◆ Set exercise A ◆
Output the passage of the restaurant review running from "It was Diwali" up to and including "worth travelling to.", word for word.

◆ Reading passage ◆

-- BEGIN --

Asha’s Indian given the Michelin stamp of approval for second year running so Viva went to kick the tyres!

Paige Tucker | 9th November 2017

It was Diwali and Asha’s on Peter Street was already in celebratory mood having heard it had been awarded a Michelin plate, not a star but a plate, still decent going and one of just 24 eateries in the city to get one, reports Emma Chadwick.

It also, wait for it, was awarded two ‘Couvert’ or ‘knife and fork’ symbol, which refers not to the food quality but to the levels of comfort and ambience the restaurant provides.

It’s a bit odd all this tyre and food malarkey, I mean what’s the connection? So I googled it for you. Basically, when your restaurant is awarded a Michelin Star, it means your chef is shit hot. Two Stars and your restaurant is excellent. Three Stars and your restaurant is worth travelling to.

-- END --

◆ Set exercise B ◆
Return, without any change, the lines of the listing from the line with "Target: bar stool" up to and including the line with "(1175, 531)".

◆ Source records ◆
-- BEGIN --

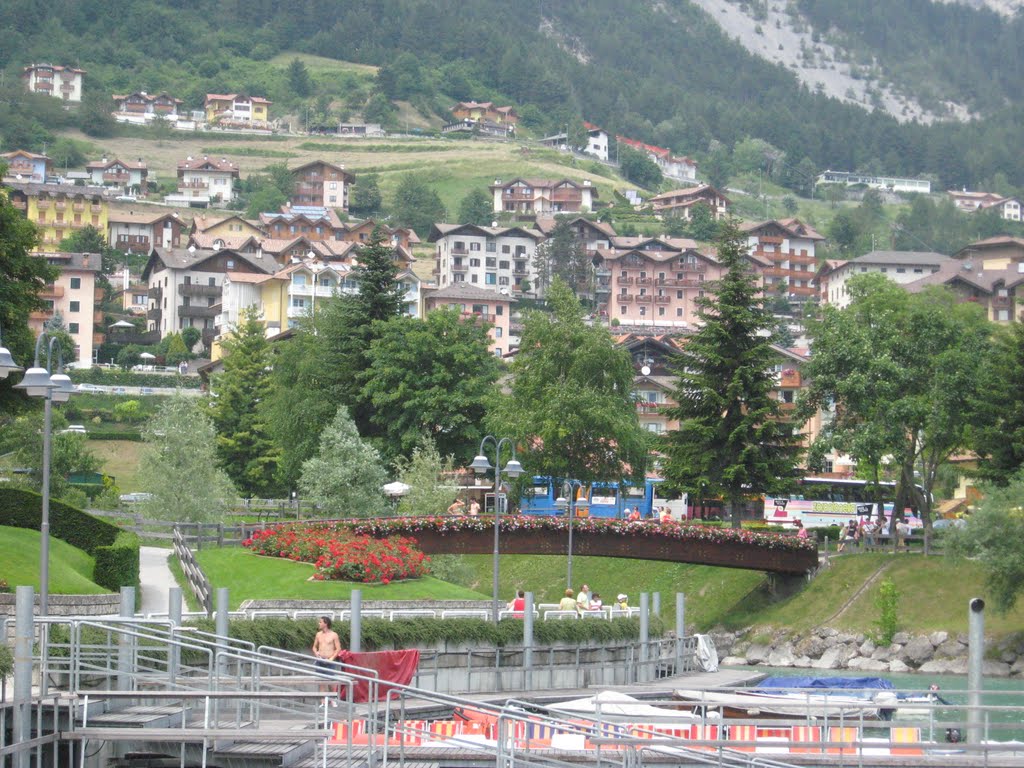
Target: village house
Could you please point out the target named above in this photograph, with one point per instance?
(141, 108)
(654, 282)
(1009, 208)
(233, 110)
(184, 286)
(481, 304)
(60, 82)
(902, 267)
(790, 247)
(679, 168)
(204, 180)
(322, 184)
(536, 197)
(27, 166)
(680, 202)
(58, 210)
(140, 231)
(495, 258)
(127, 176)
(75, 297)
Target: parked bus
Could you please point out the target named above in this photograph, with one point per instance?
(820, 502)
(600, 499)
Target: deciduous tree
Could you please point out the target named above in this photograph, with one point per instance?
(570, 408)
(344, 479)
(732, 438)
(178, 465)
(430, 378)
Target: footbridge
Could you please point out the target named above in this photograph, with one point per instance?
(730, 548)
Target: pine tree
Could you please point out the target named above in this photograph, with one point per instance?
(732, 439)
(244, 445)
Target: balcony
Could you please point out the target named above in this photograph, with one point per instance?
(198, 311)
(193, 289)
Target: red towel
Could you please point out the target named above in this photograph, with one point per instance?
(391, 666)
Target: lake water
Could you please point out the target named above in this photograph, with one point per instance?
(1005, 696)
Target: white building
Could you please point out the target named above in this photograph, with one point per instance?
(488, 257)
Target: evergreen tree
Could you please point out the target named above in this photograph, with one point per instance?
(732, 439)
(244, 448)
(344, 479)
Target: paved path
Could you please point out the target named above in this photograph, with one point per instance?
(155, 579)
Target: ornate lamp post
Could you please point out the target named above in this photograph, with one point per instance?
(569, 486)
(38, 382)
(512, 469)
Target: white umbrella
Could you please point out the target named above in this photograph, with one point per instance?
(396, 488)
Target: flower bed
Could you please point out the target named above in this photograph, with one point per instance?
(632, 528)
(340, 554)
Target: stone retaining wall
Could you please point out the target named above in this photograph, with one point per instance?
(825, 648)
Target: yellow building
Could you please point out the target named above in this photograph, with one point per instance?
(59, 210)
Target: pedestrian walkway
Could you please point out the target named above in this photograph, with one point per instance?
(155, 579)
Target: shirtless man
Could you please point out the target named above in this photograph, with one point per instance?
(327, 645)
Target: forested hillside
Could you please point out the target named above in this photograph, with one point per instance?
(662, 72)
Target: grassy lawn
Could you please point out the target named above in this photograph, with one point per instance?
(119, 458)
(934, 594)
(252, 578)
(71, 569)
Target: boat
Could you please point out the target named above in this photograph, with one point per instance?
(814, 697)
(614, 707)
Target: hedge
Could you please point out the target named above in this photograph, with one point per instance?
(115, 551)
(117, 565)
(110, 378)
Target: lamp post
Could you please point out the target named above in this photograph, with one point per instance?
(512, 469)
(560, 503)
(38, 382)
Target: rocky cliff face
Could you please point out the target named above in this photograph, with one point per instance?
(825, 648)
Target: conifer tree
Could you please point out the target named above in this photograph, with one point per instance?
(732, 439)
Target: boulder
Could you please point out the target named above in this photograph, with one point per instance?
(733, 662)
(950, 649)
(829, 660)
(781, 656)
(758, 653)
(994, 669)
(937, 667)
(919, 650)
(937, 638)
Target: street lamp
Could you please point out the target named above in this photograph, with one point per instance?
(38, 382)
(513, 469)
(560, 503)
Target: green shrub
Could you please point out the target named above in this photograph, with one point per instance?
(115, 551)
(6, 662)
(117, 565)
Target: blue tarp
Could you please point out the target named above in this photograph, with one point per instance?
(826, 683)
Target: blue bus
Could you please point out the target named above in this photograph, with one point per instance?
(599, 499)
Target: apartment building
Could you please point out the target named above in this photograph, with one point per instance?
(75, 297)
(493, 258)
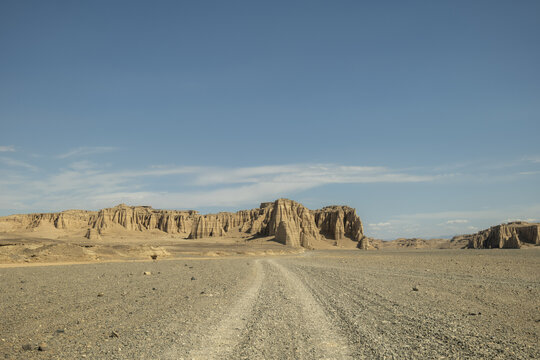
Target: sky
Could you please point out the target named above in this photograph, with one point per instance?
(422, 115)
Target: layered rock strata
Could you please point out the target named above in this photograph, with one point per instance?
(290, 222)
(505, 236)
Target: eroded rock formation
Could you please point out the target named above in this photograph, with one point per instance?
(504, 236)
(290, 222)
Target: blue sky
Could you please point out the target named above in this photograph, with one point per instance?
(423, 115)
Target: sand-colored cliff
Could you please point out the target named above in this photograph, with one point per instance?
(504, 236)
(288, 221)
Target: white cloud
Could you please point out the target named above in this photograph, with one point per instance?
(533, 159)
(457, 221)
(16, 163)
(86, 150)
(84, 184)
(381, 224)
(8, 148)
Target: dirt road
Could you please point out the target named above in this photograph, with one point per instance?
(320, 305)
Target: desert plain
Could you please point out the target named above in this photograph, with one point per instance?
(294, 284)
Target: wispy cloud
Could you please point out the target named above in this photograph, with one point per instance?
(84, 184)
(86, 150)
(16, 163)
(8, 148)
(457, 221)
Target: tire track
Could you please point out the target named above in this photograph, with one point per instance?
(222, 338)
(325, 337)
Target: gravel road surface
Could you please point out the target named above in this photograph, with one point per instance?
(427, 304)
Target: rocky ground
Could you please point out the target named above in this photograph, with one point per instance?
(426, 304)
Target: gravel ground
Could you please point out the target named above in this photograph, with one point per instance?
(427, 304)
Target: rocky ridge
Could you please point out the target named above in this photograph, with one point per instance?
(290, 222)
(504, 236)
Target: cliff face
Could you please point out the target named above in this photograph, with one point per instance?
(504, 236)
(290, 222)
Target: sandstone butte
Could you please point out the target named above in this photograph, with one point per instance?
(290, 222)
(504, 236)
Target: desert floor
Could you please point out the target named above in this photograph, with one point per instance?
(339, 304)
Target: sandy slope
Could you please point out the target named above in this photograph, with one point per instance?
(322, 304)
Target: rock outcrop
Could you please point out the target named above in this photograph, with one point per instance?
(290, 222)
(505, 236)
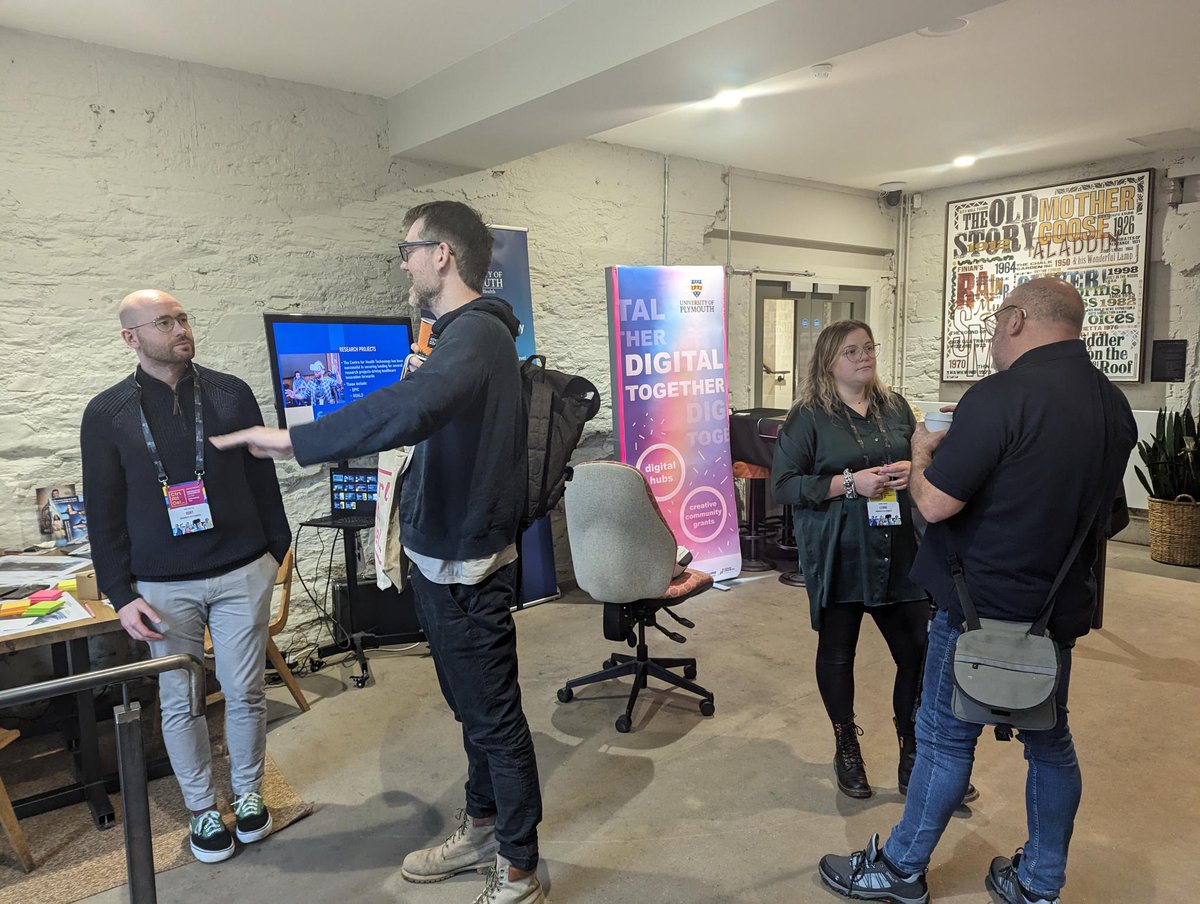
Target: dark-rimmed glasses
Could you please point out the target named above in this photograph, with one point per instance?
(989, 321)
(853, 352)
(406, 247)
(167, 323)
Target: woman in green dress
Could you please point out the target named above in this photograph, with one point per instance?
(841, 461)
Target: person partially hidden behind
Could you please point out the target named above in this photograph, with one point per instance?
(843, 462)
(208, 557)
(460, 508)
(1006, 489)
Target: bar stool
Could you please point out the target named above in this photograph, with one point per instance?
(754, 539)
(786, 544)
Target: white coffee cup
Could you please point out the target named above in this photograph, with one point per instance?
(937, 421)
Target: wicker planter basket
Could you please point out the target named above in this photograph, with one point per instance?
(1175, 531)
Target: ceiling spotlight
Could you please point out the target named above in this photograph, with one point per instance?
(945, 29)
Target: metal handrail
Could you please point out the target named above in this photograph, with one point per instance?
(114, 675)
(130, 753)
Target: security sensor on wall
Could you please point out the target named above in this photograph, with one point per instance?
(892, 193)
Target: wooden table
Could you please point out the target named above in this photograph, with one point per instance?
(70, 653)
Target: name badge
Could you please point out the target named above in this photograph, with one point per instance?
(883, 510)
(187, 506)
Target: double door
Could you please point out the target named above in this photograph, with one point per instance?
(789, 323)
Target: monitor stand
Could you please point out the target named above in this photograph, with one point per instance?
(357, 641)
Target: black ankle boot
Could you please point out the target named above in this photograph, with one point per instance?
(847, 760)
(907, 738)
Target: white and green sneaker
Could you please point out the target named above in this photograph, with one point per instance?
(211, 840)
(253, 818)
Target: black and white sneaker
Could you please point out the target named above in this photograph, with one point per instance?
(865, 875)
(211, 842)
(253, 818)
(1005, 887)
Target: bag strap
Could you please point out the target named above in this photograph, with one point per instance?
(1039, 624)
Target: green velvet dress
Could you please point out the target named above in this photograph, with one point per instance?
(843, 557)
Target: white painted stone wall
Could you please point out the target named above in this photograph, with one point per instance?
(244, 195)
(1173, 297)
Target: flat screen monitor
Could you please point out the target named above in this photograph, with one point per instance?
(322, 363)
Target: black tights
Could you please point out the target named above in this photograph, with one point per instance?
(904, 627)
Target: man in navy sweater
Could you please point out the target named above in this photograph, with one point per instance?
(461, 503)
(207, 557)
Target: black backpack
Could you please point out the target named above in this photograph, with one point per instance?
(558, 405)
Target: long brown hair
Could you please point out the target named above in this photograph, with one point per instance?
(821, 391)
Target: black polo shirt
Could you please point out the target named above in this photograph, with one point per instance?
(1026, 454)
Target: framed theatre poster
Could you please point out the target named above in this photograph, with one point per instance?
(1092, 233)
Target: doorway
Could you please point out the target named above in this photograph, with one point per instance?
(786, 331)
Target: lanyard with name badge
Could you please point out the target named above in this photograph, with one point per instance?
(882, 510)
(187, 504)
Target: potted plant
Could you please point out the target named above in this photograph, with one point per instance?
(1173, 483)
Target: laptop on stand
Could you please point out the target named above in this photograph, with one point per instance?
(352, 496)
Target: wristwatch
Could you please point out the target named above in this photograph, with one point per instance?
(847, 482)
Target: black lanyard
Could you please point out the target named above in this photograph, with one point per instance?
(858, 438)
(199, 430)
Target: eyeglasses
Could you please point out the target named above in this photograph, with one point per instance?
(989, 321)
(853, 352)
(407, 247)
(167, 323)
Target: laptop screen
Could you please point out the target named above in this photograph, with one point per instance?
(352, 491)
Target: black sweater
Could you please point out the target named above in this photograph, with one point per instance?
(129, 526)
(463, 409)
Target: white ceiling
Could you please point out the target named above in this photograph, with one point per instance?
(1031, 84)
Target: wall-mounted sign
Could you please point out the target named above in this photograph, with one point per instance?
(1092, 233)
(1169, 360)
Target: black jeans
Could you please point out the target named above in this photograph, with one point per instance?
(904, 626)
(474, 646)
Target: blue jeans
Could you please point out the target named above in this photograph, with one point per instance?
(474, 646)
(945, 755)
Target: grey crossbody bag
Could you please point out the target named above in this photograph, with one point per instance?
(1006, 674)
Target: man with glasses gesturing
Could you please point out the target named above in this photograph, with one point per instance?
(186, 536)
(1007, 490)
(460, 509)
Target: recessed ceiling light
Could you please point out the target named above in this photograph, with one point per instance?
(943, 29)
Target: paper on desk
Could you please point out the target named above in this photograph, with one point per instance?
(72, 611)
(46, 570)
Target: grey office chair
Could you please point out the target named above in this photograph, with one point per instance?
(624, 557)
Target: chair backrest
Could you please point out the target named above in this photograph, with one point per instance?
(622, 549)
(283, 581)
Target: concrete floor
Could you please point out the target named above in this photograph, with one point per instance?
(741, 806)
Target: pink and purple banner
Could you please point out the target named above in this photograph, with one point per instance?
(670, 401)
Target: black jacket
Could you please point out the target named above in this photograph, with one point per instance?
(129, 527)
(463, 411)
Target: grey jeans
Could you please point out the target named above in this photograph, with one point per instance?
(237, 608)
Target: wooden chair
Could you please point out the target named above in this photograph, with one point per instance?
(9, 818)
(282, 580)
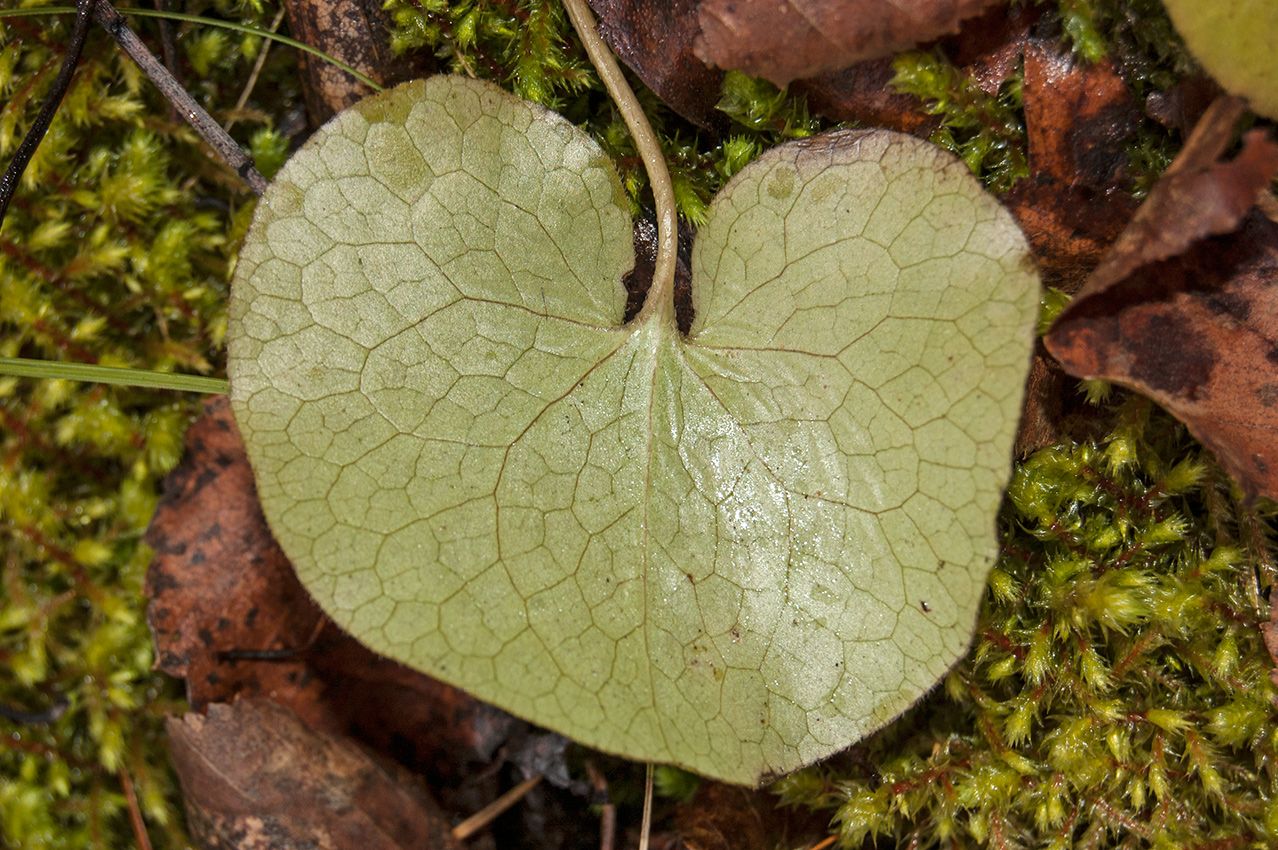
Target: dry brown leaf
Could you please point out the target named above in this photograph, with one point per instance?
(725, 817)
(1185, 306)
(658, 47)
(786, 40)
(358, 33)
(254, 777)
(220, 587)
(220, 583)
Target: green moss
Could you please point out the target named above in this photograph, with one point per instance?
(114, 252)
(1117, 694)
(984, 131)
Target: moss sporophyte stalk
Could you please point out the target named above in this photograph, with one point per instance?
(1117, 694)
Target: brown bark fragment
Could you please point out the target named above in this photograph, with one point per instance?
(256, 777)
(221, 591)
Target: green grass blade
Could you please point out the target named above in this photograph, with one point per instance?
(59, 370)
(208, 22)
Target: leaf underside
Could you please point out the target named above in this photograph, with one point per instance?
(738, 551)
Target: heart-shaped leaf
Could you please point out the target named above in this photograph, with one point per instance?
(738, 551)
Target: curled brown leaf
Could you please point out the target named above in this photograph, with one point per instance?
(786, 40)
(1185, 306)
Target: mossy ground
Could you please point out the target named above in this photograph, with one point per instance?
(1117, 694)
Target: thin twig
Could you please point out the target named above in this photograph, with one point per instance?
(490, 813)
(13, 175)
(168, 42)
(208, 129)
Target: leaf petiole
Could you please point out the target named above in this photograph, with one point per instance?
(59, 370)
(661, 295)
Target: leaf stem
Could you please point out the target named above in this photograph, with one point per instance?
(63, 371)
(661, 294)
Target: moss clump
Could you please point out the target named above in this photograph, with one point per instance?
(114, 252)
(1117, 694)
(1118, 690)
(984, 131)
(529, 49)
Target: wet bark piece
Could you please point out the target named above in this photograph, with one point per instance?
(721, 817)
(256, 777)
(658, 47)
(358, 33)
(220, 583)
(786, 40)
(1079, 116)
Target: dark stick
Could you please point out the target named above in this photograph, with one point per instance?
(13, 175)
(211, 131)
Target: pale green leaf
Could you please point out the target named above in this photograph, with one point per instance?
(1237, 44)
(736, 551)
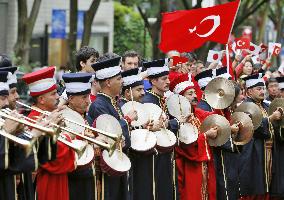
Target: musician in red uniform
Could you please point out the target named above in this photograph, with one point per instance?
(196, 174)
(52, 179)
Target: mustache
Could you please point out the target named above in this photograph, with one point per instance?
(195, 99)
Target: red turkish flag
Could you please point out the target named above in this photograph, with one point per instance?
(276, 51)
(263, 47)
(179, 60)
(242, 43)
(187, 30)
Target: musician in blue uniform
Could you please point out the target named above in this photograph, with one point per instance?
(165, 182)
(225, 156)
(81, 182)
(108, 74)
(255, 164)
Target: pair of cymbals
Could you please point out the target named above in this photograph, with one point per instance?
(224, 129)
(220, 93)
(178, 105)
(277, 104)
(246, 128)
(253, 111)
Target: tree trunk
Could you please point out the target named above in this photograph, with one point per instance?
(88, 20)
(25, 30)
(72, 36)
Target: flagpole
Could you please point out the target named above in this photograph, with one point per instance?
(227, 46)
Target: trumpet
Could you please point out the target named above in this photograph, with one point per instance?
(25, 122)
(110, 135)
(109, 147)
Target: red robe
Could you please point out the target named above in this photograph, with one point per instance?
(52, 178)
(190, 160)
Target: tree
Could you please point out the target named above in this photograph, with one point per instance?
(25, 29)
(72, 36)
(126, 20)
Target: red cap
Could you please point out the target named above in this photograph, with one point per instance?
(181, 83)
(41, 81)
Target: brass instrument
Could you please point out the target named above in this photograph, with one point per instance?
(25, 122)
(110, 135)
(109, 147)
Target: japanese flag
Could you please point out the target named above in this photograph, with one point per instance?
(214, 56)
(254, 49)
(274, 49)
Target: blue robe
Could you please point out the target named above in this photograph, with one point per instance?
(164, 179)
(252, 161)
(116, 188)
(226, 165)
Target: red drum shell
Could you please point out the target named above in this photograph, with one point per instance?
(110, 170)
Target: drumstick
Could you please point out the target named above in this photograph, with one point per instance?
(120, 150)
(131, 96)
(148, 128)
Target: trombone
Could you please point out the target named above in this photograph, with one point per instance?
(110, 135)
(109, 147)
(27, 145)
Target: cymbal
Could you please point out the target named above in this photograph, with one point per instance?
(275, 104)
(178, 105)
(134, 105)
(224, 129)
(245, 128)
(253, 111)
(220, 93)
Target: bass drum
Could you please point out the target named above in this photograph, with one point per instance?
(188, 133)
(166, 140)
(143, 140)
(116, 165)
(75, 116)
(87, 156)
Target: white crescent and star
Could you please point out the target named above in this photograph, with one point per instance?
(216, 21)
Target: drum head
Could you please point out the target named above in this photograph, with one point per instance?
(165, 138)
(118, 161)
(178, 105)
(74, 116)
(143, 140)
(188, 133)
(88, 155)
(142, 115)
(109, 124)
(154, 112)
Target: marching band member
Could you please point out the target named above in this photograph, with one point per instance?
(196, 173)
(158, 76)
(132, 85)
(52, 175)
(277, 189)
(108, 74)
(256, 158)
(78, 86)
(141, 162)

-- END --

◆ Correct result A ◆
It was Diwali and Asha’s on Peter Street was already in celebratory mood having heard it had been awarded a Michelin plate, not a star but a plate, still decent going and one of just 24 eateries in the city to get one, reports Emma Chadwick.

It also, wait for it, was awarded two ‘Couvert’ or ‘knife and fork’ symbol, which refers not to the food quality but to the levels of comfort and ambience the restaurant provides.

It’s a bit odd all this tyre and food malarkey, I mean what’s the connection? So I googled it for you. Basically, when your restaurant is awarded a Michelin Star, it means your chef is shit hot. Two Stars and your restaurant is excellent. Three Stars and your restaurant is worth travelling to.

◆ Correct result B ◆
Target: bar stool
Could you please point out the target named above in this photograph, with one point per instance?
(754, 539)
(786, 544)
Target: white coffee cup
Could you please point out the target named above in this photograph, with one point per instance?
(937, 421)
Target: wicker planter basket
Could you please point out the target named above in this photograph, with one point per instance?
(1175, 531)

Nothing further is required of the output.